:: Data for this task ::
Content starts
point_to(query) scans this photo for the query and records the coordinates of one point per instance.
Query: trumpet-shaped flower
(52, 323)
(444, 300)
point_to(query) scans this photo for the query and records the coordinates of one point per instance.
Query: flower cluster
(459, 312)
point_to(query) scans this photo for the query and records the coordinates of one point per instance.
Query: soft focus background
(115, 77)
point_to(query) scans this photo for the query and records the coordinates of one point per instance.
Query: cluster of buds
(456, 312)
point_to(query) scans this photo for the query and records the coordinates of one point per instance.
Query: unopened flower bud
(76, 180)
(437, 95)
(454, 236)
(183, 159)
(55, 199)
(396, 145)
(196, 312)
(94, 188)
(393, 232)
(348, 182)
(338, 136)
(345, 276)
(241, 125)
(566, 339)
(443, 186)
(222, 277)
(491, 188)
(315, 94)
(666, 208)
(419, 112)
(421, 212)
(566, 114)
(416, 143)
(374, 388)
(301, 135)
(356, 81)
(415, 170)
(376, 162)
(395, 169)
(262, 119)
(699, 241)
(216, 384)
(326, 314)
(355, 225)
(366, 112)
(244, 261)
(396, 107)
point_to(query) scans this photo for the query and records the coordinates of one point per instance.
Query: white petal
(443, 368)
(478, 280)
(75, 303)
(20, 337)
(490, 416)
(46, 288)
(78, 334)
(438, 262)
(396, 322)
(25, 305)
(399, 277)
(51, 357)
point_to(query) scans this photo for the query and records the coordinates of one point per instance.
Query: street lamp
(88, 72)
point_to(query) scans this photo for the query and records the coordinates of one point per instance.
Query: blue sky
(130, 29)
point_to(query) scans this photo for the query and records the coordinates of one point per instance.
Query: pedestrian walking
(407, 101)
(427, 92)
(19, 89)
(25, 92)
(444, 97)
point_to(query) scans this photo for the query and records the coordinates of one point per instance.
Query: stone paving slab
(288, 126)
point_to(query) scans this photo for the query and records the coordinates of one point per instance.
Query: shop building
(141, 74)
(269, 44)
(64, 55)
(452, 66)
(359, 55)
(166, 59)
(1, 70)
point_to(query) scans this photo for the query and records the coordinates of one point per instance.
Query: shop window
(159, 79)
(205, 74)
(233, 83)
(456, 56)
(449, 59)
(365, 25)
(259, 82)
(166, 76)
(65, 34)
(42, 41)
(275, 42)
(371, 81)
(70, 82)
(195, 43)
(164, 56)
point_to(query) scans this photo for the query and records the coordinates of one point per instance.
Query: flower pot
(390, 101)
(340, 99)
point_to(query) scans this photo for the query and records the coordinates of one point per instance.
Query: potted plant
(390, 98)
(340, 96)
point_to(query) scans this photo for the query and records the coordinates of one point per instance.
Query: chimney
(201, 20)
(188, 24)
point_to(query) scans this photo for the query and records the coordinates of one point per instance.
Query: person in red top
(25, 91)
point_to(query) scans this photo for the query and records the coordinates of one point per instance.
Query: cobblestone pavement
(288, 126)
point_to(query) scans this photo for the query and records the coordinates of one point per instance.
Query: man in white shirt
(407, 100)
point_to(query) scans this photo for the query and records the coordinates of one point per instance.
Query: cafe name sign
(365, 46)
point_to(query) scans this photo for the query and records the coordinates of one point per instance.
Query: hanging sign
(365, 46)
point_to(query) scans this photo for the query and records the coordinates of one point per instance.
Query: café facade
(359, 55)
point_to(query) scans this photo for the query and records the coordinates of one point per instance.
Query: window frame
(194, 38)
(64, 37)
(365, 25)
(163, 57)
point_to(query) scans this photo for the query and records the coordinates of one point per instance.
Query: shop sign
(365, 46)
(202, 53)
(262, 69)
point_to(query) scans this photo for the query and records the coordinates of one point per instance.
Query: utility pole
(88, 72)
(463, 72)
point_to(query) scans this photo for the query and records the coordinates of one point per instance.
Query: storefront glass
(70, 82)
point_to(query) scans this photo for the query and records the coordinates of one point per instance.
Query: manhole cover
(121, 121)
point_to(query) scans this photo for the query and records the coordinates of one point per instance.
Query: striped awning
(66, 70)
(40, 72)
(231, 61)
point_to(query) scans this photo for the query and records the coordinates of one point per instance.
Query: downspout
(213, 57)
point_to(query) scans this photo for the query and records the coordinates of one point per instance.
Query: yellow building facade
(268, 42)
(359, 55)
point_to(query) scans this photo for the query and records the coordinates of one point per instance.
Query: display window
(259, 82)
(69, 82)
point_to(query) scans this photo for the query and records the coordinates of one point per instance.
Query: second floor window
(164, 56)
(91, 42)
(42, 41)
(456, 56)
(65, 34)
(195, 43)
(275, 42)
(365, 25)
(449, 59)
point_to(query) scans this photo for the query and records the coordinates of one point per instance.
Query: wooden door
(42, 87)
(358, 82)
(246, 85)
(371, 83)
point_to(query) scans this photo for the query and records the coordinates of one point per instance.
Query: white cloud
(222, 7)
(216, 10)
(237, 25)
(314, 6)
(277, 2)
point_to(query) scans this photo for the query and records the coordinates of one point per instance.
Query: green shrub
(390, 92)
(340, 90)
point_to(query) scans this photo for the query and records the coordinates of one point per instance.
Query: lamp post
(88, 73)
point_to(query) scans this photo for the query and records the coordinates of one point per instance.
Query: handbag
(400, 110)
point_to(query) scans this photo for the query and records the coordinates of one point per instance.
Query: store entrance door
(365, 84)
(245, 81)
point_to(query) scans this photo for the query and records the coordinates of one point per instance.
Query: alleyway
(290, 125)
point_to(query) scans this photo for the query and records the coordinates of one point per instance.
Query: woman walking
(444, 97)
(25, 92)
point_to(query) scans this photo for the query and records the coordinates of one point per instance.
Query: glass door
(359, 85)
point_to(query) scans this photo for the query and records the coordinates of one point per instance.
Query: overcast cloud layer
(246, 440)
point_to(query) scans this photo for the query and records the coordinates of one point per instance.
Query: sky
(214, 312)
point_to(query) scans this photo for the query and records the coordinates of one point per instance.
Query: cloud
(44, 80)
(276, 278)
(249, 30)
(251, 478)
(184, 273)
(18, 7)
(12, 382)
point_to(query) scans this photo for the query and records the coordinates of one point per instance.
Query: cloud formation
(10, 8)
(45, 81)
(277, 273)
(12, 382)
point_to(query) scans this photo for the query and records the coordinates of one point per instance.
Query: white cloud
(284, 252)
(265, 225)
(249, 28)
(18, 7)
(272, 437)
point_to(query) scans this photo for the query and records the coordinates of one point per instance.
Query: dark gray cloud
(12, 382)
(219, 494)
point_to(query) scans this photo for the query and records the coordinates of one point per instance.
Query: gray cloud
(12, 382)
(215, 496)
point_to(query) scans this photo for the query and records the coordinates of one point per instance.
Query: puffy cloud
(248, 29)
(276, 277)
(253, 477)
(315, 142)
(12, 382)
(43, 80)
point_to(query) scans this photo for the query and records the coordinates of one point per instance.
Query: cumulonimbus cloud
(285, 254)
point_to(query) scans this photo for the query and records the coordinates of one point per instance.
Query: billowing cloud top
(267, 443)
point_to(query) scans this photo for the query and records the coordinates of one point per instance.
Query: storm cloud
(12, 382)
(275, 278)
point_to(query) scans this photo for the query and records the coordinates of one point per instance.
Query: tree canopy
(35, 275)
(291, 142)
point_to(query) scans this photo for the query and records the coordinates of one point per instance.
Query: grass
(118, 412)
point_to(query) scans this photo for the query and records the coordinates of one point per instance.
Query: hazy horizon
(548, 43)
Content ends
:: Task goal ::
Please return all of the entries above, exactly and completely.

:: Task answer ::
point_to(query) scans this photo for the query and records the coordinates of one point per instance.
Query: trumpet-shaped flower
(52, 323)
(444, 300)
point_to(query) scans this photo for the query and records the coordinates of one point per instance.
Query: flower cluster
(459, 312)
point_to(query) scans this photo for the query and records the coordinates of one point per instance.
Query: soft focus background
(115, 77)
point_to(query) scans this photo for the query and records the coordinates of one point per instance.
Query: cluster of buds
(456, 312)
point_to(query) scans this photo for the query and records the coordinates of one point per instance.
Query: unopened flower bud
(76, 180)
(437, 95)
(454, 236)
(183, 159)
(55, 199)
(396, 145)
(196, 312)
(94, 188)
(393, 232)
(348, 182)
(338, 136)
(345, 276)
(241, 125)
(566, 339)
(443, 186)
(222, 277)
(491, 188)
(315, 94)
(666, 208)
(419, 112)
(421, 212)
(566, 114)
(416, 143)
(374, 388)
(301, 135)
(356, 81)
(415, 170)
(376, 162)
(395, 169)
(262, 119)
(699, 241)
(216, 384)
(326, 314)
(355, 225)
(366, 112)
(244, 261)
(396, 107)
point_to(query) scans this photo for the query and records the coordinates of one point per instance.
Query: white petal
(443, 368)
(478, 280)
(75, 303)
(20, 337)
(490, 416)
(46, 288)
(78, 334)
(438, 262)
(396, 322)
(25, 305)
(399, 277)
(51, 357)
point_to(query) scans this photo for the query and records the coordinates of one point per instance.
Query: street lamp
(88, 72)
point_to(query) scans this photo for the query and records the coordinates of one point per instance.
Query: blue sky
(130, 29)
point_to(query) scans this photo for the query and records the coordinates of one point per instance.
Query: pedestrian walking
(407, 101)
(427, 92)
(19, 89)
(25, 92)
(444, 97)
point_to(query) scans this photo for the query and records the coordinates of one point per instance.
Query: stone paving slab
(288, 126)
point_to(query) scans this photo for the query and records the coordinates of one point per instance.
Query: shop building
(141, 74)
(269, 44)
(64, 55)
(452, 66)
(359, 55)
(166, 59)
(1, 70)
point_to(query) scans this photo for the query and records the coordinates of one point per instance.
Query: shop window
(159, 79)
(205, 74)
(233, 83)
(456, 56)
(449, 59)
(365, 25)
(259, 82)
(166, 76)
(65, 34)
(42, 41)
(275, 42)
(371, 81)
(70, 82)
(195, 43)
(164, 56)
point_to(query) scans this photo for the query and records the coordinates of one point per instance.
Query: flower pot
(390, 101)
(340, 99)
point_to(query) scans this photo for the query and records the coordinates of one point per instance.
Query: potted plant
(390, 98)
(340, 96)
point_to(query) scans this photo for the query and records the coordinates of one point per instance.
Query: chimney
(201, 20)
(188, 24)
point_to(query) scans this photo for the query and records the coordinates of one point per instance.
Query: person in red top
(25, 91)
point_to(query) scans this photo for the query and records the coordinates of one point per instance.
Query: cobblestone pavement
(288, 126)
point_to(query) scans this photo for the query and records the coordinates of one point per instance.
Query: man in white shirt
(407, 100)
point_to(query) scans this photo for the query and records the coordinates of one point per instance.
Query: cafe name sign
(365, 46)
point_to(query) scans this photo for the query and records the coordinates of one point per instance.
Query: hanging sign
(365, 46)
point_to(query) scans this photo for the query and records the coordinates of one point per instance.
Query: café facade
(359, 55)
point_to(query) scans this photo for the query and records the coordinates of one point per instance.
Query: window frame
(194, 38)
(64, 37)
(365, 25)
(163, 57)
point_to(query) scans this photo for the query and records the coordinates of one point per instance.
Query: shop sign
(365, 46)
(202, 53)
(262, 69)
point_to(query) scans this photo for the query and records the coordinates of one point per instance.
Query: utility pole
(88, 72)
(463, 72)
point_to(query) scans this photo for the query and records the coordinates of one point per instance.
Query: storefront glass
(70, 82)
point_to(query) scans this photo for the query and records the coordinates of one point per instance.
Query: manhole cover
(121, 121)
point_to(query) scans this photo for the query and records the coordinates of one point per instance.
Query: striped awning
(66, 70)
(40, 72)
(231, 61)
point_to(query) scans this photo for the query and records the coordinates of one point per instance.
Query: downspout
(213, 57)
point_to(query) scans this photo for the query and records the coordinates of one point per instance.
Query: yellow building facade
(268, 42)
(359, 55)
point_to(query) scans this photo for the query and records the coordinates of one point per instance.
Query: display window
(259, 82)
(69, 82)
point_to(query) scans this photo for the query and records the coordinates of one point per instance.
Query: second floor window
(164, 56)
(91, 42)
(42, 41)
(456, 56)
(65, 34)
(195, 43)
(275, 42)
(365, 25)
(449, 59)
point_to(query) scans this photo for the query and records the coordinates of one point per instance.
Query: wooden door
(42, 87)
(358, 82)
(246, 85)
(371, 83)
point_to(query) scans this photo for the query and records the coordinates of one point per instance.
Query: white cloud
(222, 7)
(216, 10)
(237, 25)
(314, 6)
(277, 2)
point_to(query) scans this photo for the query and records the coordinates of one point per instance.
Query: green shrub
(390, 92)
(340, 90)
point_to(query) scans this photo for the query and records the coordinates of one point per instance.
Query: lamp post
(88, 73)
point_to(query) scans this photo for the query and records the coordinates of one point per instance.
Query: handbag
(400, 110)
point_to(query) scans this photo for the query and records the coordinates of one point per instance.
Query: store entrance door
(365, 84)
(245, 81)
point_to(query) scans this photo for the query and records the coordinates of one point per instance.
Query: alleyway
(290, 125)
point_to(query) scans this photo for the query and records the coordinates of one point per instance.
Query: woman walking
(444, 97)
(25, 92)
point_to(query) scans this photo for the query and records the coordinates of one point per instance.
Query: glass door
(359, 85)
point_to(query) scans this photo for the query and records the coordinates of one point per instance.
Query: overcast cloud layer
(246, 440)
point_to(query) scans this photo for the query and records the coordinates of one point per instance.
Query: sky
(214, 312)
point_to(query) scans this photo for the query and records the coordinates of one point per instance.
Query: cloud
(44, 80)
(276, 278)
(249, 30)
(251, 478)
(184, 273)
(18, 7)
(12, 382)
point_to(query) scans this photo for the query and records the coordinates of one point per instance.
Query: cloud formation
(10, 8)
(45, 81)
(277, 273)
(12, 382)
point_to(query) scans this photo for the query and records the coordinates of one point per instance.
Query: white cloud
(284, 252)
(265, 225)
(249, 28)
(18, 7)
(272, 437)
point_to(query) scans this photo for the query and records the coordinates of one point per instance.
Query: dark gray cloud
(12, 382)
(219, 494)
point_to(query) scans this photo for the query and records the coordinates of one point per instance.
Query: gray cloud
(12, 382)
(215, 496)
point_to(query) scans this photo for the query and records the coordinates of one point per instance.
Query: puffy cloud
(248, 29)
(276, 277)
(253, 477)
(315, 142)
(12, 382)
(43, 80)
point_to(query) scans this photo for the query and records the coordinates of one point per instance.
Query: cumulonimbus cloud
(285, 254)
point_to(query) scans this photo for the query and records the coordinates of one point per instance.
Query: billowing cloud top
(267, 443)
point_to(query) scans this photo for the query and records the coordinates of one point per instance.
Query: storm cloud
(12, 382)
(275, 278)
point_to(query) scans this photo for the query and records the coordinates of one point per instance.
Query: tree canopy
(35, 275)
(291, 142)
point_to(query) scans this photo for the query and records the coordinates of one point per instance.
Query: grass
(118, 412)
point_to(query) scans this photo for the query and records the coordinates of one point per instance.
Query: hazy horizon
(548, 43)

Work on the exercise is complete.